__SHORT EXERCISE__:
Output every line of the records below verbatim, with no changes to any of them.

__SUPPLIED INFORMATION__:
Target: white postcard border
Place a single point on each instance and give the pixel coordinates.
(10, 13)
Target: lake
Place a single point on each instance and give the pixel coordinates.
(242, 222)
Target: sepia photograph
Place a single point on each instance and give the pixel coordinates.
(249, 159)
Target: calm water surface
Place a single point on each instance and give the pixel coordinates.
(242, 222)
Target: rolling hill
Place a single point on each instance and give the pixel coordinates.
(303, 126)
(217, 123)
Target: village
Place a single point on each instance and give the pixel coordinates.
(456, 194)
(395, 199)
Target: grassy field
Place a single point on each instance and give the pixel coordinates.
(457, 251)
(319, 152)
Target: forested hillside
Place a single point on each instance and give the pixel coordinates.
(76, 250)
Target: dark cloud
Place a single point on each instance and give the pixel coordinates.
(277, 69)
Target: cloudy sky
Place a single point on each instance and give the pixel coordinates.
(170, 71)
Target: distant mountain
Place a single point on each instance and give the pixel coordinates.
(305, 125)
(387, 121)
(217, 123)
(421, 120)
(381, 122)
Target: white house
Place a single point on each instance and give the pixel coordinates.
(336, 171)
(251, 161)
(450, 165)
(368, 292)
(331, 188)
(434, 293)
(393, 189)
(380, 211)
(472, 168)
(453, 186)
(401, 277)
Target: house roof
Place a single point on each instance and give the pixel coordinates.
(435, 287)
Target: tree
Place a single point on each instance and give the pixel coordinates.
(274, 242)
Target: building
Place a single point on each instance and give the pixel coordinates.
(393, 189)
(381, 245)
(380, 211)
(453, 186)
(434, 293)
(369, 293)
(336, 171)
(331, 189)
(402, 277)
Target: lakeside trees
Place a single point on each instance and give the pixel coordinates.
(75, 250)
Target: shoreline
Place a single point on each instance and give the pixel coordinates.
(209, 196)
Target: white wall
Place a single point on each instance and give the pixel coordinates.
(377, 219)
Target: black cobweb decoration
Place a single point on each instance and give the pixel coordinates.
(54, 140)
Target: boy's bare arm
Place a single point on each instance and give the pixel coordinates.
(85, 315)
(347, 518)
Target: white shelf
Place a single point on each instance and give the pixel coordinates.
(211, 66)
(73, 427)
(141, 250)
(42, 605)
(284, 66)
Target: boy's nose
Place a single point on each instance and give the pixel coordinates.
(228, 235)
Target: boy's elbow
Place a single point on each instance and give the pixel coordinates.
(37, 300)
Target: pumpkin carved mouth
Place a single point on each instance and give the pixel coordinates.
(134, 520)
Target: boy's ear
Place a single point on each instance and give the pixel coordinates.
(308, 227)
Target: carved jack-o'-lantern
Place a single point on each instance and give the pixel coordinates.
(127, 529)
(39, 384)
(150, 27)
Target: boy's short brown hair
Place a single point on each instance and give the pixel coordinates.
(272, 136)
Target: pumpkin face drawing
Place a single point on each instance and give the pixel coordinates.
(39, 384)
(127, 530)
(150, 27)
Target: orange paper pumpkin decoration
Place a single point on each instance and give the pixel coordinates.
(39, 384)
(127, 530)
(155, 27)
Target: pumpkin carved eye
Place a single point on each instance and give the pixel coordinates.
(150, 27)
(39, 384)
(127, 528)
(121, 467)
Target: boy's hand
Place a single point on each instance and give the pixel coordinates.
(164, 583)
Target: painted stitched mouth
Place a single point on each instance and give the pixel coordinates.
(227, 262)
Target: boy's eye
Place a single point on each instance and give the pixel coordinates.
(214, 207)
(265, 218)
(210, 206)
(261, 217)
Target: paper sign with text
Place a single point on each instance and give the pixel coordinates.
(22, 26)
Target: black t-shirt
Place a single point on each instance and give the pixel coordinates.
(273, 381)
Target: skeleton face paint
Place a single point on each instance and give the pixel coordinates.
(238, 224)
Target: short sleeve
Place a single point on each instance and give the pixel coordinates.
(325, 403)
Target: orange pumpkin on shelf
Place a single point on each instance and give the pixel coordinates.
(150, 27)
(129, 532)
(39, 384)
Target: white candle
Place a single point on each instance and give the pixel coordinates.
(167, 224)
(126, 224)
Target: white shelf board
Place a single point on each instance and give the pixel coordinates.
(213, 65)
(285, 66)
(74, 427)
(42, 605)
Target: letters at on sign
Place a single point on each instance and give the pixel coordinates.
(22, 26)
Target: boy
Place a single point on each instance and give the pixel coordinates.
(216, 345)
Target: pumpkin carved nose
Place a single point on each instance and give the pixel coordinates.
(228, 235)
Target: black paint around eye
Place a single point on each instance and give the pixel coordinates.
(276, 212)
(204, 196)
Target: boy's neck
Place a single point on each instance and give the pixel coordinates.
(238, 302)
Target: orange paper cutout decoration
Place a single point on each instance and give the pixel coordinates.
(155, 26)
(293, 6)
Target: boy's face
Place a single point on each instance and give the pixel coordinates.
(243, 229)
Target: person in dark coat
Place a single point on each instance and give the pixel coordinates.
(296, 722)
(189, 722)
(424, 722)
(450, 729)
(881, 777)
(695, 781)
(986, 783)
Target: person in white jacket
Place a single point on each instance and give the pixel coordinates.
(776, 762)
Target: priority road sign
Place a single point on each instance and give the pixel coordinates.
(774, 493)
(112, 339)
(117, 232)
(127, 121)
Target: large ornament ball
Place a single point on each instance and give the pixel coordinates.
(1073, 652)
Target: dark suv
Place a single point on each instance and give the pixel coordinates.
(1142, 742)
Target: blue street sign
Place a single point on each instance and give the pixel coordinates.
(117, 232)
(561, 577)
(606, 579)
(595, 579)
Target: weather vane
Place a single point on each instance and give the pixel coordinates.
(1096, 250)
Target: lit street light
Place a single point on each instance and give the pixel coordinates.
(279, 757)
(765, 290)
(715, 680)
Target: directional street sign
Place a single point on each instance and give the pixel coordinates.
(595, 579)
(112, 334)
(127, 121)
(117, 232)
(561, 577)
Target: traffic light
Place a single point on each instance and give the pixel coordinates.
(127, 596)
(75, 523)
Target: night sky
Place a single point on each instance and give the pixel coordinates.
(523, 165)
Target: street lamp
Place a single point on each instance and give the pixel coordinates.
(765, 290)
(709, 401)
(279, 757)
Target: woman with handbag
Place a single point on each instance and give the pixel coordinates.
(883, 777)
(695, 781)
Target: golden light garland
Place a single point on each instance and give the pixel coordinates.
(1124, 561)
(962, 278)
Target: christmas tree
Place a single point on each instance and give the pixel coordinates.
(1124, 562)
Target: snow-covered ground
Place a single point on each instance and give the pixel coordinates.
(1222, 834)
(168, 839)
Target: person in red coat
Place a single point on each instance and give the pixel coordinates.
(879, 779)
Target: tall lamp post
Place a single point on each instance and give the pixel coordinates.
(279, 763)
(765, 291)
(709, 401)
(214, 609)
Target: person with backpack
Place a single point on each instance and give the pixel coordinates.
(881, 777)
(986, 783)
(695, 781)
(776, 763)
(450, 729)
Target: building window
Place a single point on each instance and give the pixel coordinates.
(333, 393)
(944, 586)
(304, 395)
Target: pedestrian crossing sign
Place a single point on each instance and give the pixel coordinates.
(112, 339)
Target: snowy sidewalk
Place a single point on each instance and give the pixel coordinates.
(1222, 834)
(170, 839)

__OUTPUT OF THE TASK__:
Target: white postcard border
Place a single point on each instance and give the pixel coordinates.
(10, 13)
Target: lake
Place a single point on each instance and give the pixel coordinates.
(242, 222)
Target: sepia photograph
Place a single point on each instance and give the pixel coordinates.
(249, 159)
Target: calm water surface
Place a single point on each instance and give the pixel coordinates.
(242, 222)
Target: rolling hill
Place a single point on each instance and give the pixel coordinates.
(303, 126)
(217, 123)
Target: village
Place a single point on each instance and give the pixel coordinates.
(456, 194)
(395, 199)
Target: grassy field
Place a single point on each instance and give the pixel coordinates.
(457, 251)
(319, 152)
Target: forested hillside
Place a single point on each instance and give the pixel coordinates.
(76, 250)
Target: dark cloud
Place a single point on each instance and give the pixel coordinates.
(277, 69)
Target: cloudy sky
Place a single point on each instance and give the pixel coordinates.
(170, 71)
Target: distant mountain
Place a single point on each instance and give the pixel coordinates.
(305, 125)
(387, 121)
(217, 123)
(421, 120)
(381, 122)
Target: white house
Place a single point on each instance and give the pixel coordinates.
(336, 171)
(251, 161)
(450, 165)
(368, 292)
(331, 188)
(434, 293)
(393, 189)
(380, 211)
(472, 168)
(453, 186)
(401, 277)
Target: house roof
Place a single point on each instance and give the pixel coordinates.
(435, 287)
Target: tree
Place a single point on each instance and give the pixel coordinates.
(274, 242)
Target: building
Place a single point on each instance and give the pixel coordinates.
(393, 189)
(381, 245)
(380, 211)
(453, 186)
(434, 293)
(369, 293)
(336, 171)
(331, 189)
(402, 277)
Target: lakeside trees
Place a single point on each instance and give the pixel coordinates.
(75, 250)
Target: shoreline
Place a single point on each instance and give the pixel coordinates.
(209, 196)
Target: white wall
Place a single point on each instance and give the pixel coordinates.
(377, 219)
Target: black cobweb decoration
Place a single point on each instance and give the pixel coordinates.
(54, 140)
Target: boy's bare arm
Place a single point on each instance and give the pixel coordinates.
(85, 315)
(347, 518)
Target: white shelf
Place a single point on each instance and give the pixel coordinates.
(211, 66)
(73, 427)
(141, 250)
(42, 605)
(284, 66)
Target: boy's nose
Place a single point on each instance and give the pixel coordinates.
(228, 235)
Target: boy's elbow
Place a single point on each instance and give the pixel coordinates.
(37, 300)
Target: pumpkin carved mouth
Place a single point on each instance and give the pixel coordinates.
(134, 520)
Target: boy's ear
Place a single point on each instance and give the pixel coordinates.
(308, 227)
Target: carved jack-o'-lantern
Place a single point on each instance and give the pixel coordinates.
(127, 529)
(39, 384)
(150, 27)
Target: boy's short brown hair
Place a single point on each instance and give the pixel coordinates.
(272, 136)
Target: pumpkin face drawing
Place a single point on each instance and give the pixel coordinates.
(39, 384)
(127, 530)
(150, 27)
Target: orange paper pumpkin decoration
Place a single point on each instance and give the pixel coordinates.
(39, 384)
(127, 530)
(155, 27)
Target: pumpkin carved eye
Place a single point on each instance and give the pixel coordinates.
(150, 27)
(39, 384)
(127, 528)
(121, 467)
Target: boy's hand
Place a single point on each instance and give the pixel coordinates.
(164, 583)
Target: painted stitched mouth
Place a single point on each instance and give the pixel coordinates.
(227, 262)
Target: boy's eye
Place a single point on each instance and give the pixel coordinates.
(214, 207)
(265, 218)
(210, 206)
(261, 217)
Target: paper sign with text
Place a single point on each instance and give the pixel coordinates.
(22, 26)
Target: black t-shirt
Place a single point on each instance and give the pixel coordinates.
(273, 381)
Target: skeleton face paint
Place a single point on each instance and give the pixel coordinates.
(238, 224)
Target: short sleeve
Place a single point on each instance and give the pixel coordinates.
(325, 403)
Target: orange pumpkin on shelf
Place a single point on each instance and give the pixel coordinates.
(150, 27)
(129, 532)
(39, 384)
Target: white candle
Place a single point on each instance and give the pixel coordinates.
(167, 224)
(126, 224)
Target: white shelf board
Place a single point on each instance and give the pixel coordinates.
(213, 65)
(285, 66)
(74, 427)
(42, 605)
Target: letters at on sign
Place a single point on each instance and give the pixel coordinates.
(22, 26)
Target: boy
Place a single point on each instance and give the pixel coordinates.
(216, 345)
Target: pumpkin carved nose
Place a single point on each instance and give the pixel coordinates.
(228, 235)
Target: black paint around eye
Place a single point on each instance and give the pixel coordinates.
(276, 212)
(204, 196)
Target: boy's neck
Place a single point on each instance and give the pixel coordinates.
(238, 302)
Target: orange paper cutout decoration
Place a single point on each instance and give the pixel coordinates.
(155, 26)
(293, 6)
Target: boy's face
Place a single point on each instance and give the pixel coordinates.
(243, 229)
Target: person in dark coat
Place a single point on each instance and give the pixel coordinates.
(296, 722)
(189, 722)
(424, 722)
(450, 729)
(881, 777)
(695, 781)
(986, 783)
Target: person in white jacket
Place a single point on each instance and give the pixel coordinates.
(776, 762)
Target: priority road sign
Place a single point on each instance and give the pixel coordinates.
(774, 493)
(112, 339)
(117, 232)
(127, 121)
Target: large ornament ball
Place a single point on each instance and give the pixel coordinates.
(1073, 652)
Target: dark suv
Place a single point on each instance and give the pixel coordinates.
(1142, 742)
Target: blue street sign
Place a single point on each instance and give the pixel coordinates.
(117, 232)
(561, 577)
(606, 579)
(595, 579)
Target: weather vane
Place a single point on each instance and give the pixel coordinates.
(1096, 250)
Target: lit street light
Place a single point on each instance and give the pixel coordinates.
(279, 757)
(765, 290)
(715, 680)
Target: directional street sign
Place a single point on each instance and give the pixel coordinates.
(595, 579)
(112, 334)
(127, 121)
(117, 232)
(561, 577)
Target: traffic light
Place a single point on each instance and give the pixel coordinates.
(127, 596)
(75, 523)
Target: night sky
Place a single point on each instance and give the pixel coordinates.
(523, 165)
Target: street lamp
Place a single point on each instance and give the pixel coordinates.
(765, 290)
(709, 401)
(279, 757)
Target: woman with handbag
Place a single point on each instance and give the pixel coordinates.
(883, 777)
(695, 781)
Target: golden light garland
Place a single point on each instance and give the pixel coordinates.
(1124, 561)
(962, 278)
Target: christmas tree
Place a single point on each instance and give the pixel coordinates.
(1124, 562)
Target: snow-covered ground
Place a single point on each instance and give the pixel coordinates.
(1222, 834)
(168, 839)
Target: person in red coat
Place a single point on each instance and give the pixel coordinates.
(879, 779)
Target: tall lamp post
Place a single point on each instance and give the pixel coordinates.
(279, 763)
(765, 291)
(709, 401)
(214, 609)
Target: person with backpack
Place a single point on each instance and give the pixel coordinates.
(881, 777)
(986, 783)
(695, 781)
(776, 763)
(450, 729)
Target: building window
Place a single point on each instance and give the pixel coordinates.
(333, 393)
(944, 586)
(304, 395)
Target: pedestrian crossing sign
Place a single point on each instance and give the pixel coordinates.
(112, 339)
Target: snowy sidewalk
Place a single point on each instance and give the pixel coordinates.
(1222, 834)
(170, 839)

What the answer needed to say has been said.